**What the task asks:** Express each nonblank line of the data below as a row in a Markdown table with columns "Row" and "Line", numbering the rows in order.

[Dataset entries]
◇ ◇ ◇ ◇ ◇ ◇ ◇
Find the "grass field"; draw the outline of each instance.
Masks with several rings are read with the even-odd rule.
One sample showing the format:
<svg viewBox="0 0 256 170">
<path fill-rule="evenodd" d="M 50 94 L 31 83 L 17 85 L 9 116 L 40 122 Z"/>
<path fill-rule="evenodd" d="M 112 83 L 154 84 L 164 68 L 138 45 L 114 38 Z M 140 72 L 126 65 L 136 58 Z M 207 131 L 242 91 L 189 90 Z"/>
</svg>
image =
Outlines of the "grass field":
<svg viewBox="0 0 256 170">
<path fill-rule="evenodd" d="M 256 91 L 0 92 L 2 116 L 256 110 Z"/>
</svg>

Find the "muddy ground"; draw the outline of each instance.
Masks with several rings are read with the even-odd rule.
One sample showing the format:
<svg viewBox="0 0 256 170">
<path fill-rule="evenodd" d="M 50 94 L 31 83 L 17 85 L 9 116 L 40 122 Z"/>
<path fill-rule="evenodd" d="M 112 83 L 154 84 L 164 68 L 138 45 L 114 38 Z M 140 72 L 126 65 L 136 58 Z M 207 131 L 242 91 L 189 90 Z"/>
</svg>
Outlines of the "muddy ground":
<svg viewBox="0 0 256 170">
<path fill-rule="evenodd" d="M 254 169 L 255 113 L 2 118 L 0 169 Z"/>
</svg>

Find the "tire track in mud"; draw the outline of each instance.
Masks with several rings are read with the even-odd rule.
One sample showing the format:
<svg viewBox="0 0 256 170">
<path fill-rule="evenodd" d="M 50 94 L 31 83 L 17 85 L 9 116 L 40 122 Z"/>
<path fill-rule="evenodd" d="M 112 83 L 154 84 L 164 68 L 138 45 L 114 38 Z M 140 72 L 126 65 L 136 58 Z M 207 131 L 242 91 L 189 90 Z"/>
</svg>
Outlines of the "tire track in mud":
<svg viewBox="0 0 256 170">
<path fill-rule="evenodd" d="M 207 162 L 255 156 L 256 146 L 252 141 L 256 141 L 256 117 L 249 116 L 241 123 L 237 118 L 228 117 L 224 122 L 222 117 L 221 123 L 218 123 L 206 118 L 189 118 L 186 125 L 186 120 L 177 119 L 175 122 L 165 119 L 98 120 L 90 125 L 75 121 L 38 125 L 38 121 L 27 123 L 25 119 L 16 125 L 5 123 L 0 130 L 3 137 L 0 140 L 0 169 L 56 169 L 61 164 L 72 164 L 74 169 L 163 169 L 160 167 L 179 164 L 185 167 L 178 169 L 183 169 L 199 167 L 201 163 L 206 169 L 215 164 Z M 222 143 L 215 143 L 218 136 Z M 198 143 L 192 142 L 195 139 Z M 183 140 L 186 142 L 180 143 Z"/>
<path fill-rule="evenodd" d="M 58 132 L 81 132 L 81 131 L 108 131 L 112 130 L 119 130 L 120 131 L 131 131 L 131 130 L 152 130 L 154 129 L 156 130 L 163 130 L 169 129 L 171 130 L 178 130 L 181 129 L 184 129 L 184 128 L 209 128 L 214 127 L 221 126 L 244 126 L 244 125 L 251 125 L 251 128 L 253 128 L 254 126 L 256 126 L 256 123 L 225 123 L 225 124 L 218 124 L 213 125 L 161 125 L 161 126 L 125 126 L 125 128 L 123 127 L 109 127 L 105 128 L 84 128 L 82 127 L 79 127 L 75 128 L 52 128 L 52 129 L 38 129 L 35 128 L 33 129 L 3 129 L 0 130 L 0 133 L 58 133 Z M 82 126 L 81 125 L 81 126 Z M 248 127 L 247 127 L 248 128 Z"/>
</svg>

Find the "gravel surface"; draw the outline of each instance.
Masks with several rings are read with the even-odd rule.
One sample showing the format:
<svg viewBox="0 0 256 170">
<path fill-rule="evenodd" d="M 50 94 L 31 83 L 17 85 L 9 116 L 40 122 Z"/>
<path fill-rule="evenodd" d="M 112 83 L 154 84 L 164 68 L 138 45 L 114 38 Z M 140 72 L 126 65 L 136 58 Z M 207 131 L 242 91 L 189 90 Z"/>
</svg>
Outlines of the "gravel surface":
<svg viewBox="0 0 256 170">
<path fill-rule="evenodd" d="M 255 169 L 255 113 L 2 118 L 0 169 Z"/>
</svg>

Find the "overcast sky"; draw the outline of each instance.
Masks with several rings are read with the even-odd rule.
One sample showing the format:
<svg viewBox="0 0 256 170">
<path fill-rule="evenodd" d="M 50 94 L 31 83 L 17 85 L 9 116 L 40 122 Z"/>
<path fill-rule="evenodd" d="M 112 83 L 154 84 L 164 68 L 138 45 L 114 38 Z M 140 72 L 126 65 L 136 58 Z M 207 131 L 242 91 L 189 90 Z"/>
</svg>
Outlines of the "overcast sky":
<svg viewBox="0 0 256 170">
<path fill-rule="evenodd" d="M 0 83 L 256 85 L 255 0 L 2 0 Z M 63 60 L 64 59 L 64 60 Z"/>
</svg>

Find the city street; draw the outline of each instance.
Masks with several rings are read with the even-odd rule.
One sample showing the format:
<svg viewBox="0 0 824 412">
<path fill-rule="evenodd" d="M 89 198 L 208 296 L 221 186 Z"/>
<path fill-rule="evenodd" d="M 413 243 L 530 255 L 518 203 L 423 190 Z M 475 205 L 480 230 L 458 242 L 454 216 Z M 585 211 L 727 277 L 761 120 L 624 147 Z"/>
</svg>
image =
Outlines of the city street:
◇ ◇ ◇ ◇ ◇ ◇ ◇
**The answer:**
| Row | Line |
|---|---|
| 1 | Find the "grass field"; draw the outline of each instance. |
| 2 | Masks with several rings are read with the even-odd rule. |
| 3 | One sample showing the format: |
| 4 | <svg viewBox="0 0 256 170"> |
| 5 | <path fill-rule="evenodd" d="M 50 94 L 31 83 L 17 85 L 9 116 L 40 122 Z"/> |
| 6 | <path fill-rule="evenodd" d="M 112 83 L 154 84 L 164 68 L 138 45 L 114 38 Z M 140 72 L 126 65 L 136 58 Z M 207 131 L 242 91 L 189 90 Z"/> |
| 7 | </svg> |
| 8 | image = |
| 9 | Outlines of the "grass field": |
| 10 | <svg viewBox="0 0 256 170"> |
| 11 | <path fill-rule="evenodd" d="M 256 91 L 0 92 L 2 116 L 256 110 Z"/> |
| 12 | </svg> |
| 13 | Find the "muddy ground"; draw the outline of each instance. |
| 14 | Masks with several rings are read with the even-odd rule. |
| 15 | One sample showing the format: |
| 16 | <svg viewBox="0 0 256 170"> |
| 17 | <path fill-rule="evenodd" d="M 50 94 L 31 83 L 17 85 L 9 116 L 40 122 Z"/> |
| 18 | <path fill-rule="evenodd" d="M 112 83 L 154 84 L 164 68 L 138 45 L 114 38 Z M 140 72 L 126 65 L 136 58 Z M 207 131 L 242 91 L 189 90 Z"/> |
| 19 | </svg> |
| 20 | Outlines of the "muddy ground": |
| 21 | <svg viewBox="0 0 256 170"> |
| 22 | <path fill-rule="evenodd" d="M 254 169 L 255 113 L 2 118 L 0 169 Z"/> |
| 23 | </svg> |
| 24 | Find the "tire track in mud"; draw the outline of each instance. |
| 25 | Masks with several rings are read with the even-odd rule. |
| 26 | One sample showing the format: |
| 27 | <svg viewBox="0 0 256 170"> |
| 28 | <path fill-rule="evenodd" d="M 50 94 L 31 83 L 17 85 L 9 116 L 40 122 Z"/> |
| 29 | <path fill-rule="evenodd" d="M 112 83 L 154 84 L 164 68 L 138 45 L 114 38 Z M 140 72 L 126 65 L 136 58 Z M 207 131 L 242 91 L 189 90 Z"/> |
| 30 | </svg> |
| 31 | Outlines of the "tire track in mud": |
| 32 | <svg viewBox="0 0 256 170"> |
| 33 | <path fill-rule="evenodd" d="M 207 162 L 255 156 L 256 146 L 252 141 L 256 141 L 256 117 L 249 116 L 241 123 L 237 118 L 228 117 L 224 122 L 222 117 L 221 123 L 218 123 L 206 118 L 189 118 L 186 125 L 186 120 L 177 119 L 175 122 L 165 119 L 98 120 L 90 125 L 75 121 L 38 125 L 38 121 L 27 123 L 25 119 L 16 125 L 5 123 L 0 130 L 3 137 L 0 140 L 0 169 L 56 169 L 61 164 L 72 164 L 74 169 L 163 169 L 160 167 L 179 164 L 185 167 L 178 169 L 183 169 L 199 167 L 201 163 L 206 169 L 215 164 Z M 222 143 L 215 143 L 218 136 Z M 198 143 L 192 142 L 195 139 Z M 183 140 L 186 142 L 180 143 Z"/> |
| 34 | <path fill-rule="evenodd" d="M 58 132 L 81 132 L 81 131 L 108 131 L 112 130 L 119 130 L 120 131 L 131 131 L 131 130 L 152 130 L 154 129 L 156 130 L 163 130 L 169 129 L 171 130 L 178 130 L 181 129 L 184 129 L 184 128 L 209 128 L 214 127 L 221 126 L 244 126 L 244 125 L 251 125 L 251 128 L 253 128 L 254 126 L 256 126 L 256 123 L 225 123 L 225 124 L 218 124 L 213 125 L 161 125 L 161 126 L 125 126 L 125 128 L 123 127 L 109 127 L 105 128 L 84 128 L 82 127 L 79 127 L 75 128 L 52 128 L 52 129 L 38 129 L 35 128 L 33 129 L 3 129 L 0 130 L 0 133 L 58 133 Z M 82 126 L 81 125 L 81 126 Z M 248 127 L 247 127 L 248 128 Z"/> |
| 35 | </svg> |
| 36 | Find the "gravel surface"; draw the outline of each instance. |
| 37 | Masks with several rings are read with the even-odd rule. |
| 38 | One sample showing the format: |
| 39 | <svg viewBox="0 0 256 170"> |
| 40 | <path fill-rule="evenodd" d="M 50 94 L 31 83 L 17 85 L 9 116 L 40 122 Z"/> |
| 41 | <path fill-rule="evenodd" d="M 112 83 L 154 84 L 164 68 L 138 45 L 114 38 Z M 140 72 L 126 65 L 136 58 Z M 207 131 L 242 91 L 189 90 Z"/> |
| 42 | </svg> |
| 43 | Outlines of the "gravel surface": |
| 44 | <svg viewBox="0 0 256 170"> |
| 45 | <path fill-rule="evenodd" d="M 255 169 L 255 113 L 2 118 L 0 169 Z"/> |
| 46 | </svg> |
| 47 | Find the "overcast sky"; draw the outline of each instance. |
| 48 | Masks with several rings are read with the even-odd rule. |
| 49 | One sample showing the format: |
| 50 | <svg viewBox="0 0 256 170"> |
| 51 | <path fill-rule="evenodd" d="M 50 94 L 31 83 L 17 85 L 9 116 L 40 122 Z"/> |
| 52 | <path fill-rule="evenodd" d="M 112 83 L 154 84 L 164 68 L 138 45 L 114 38 Z M 140 72 L 126 65 L 136 58 Z M 207 131 L 242 91 L 189 90 Z"/> |
| 53 | </svg> |
| 54 | Outlines of the "overcast sky": |
| 55 | <svg viewBox="0 0 256 170"> |
| 56 | <path fill-rule="evenodd" d="M 0 83 L 256 85 L 255 0 L 2 0 Z M 63 60 L 64 59 L 64 60 Z"/> |
| 57 | </svg> |
| 58 | Find the city street; draw the outline of each instance. |
| 59 | Masks with several rings are read with the even-odd rule. |
| 60 | One sample showing the format: |
| 61 | <svg viewBox="0 0 824 412"> |
| 62 | <path fill-rule="evenodd" d="M 89 198 L 208 296 L 221 186 Z"/> |
| 63 | <path fill-rule="evenodd" d="M 413 243 L 530 255 L 518 203 L 423 190 Z M 475 205 L 480 230 L 458 242 L 454 216 Z M 585 211 L 727 277 L 761 120 L 624 147 Z"/> |
| 64 | </svg> |
| 65 | image = |
| 66 | Outlines of the city street: |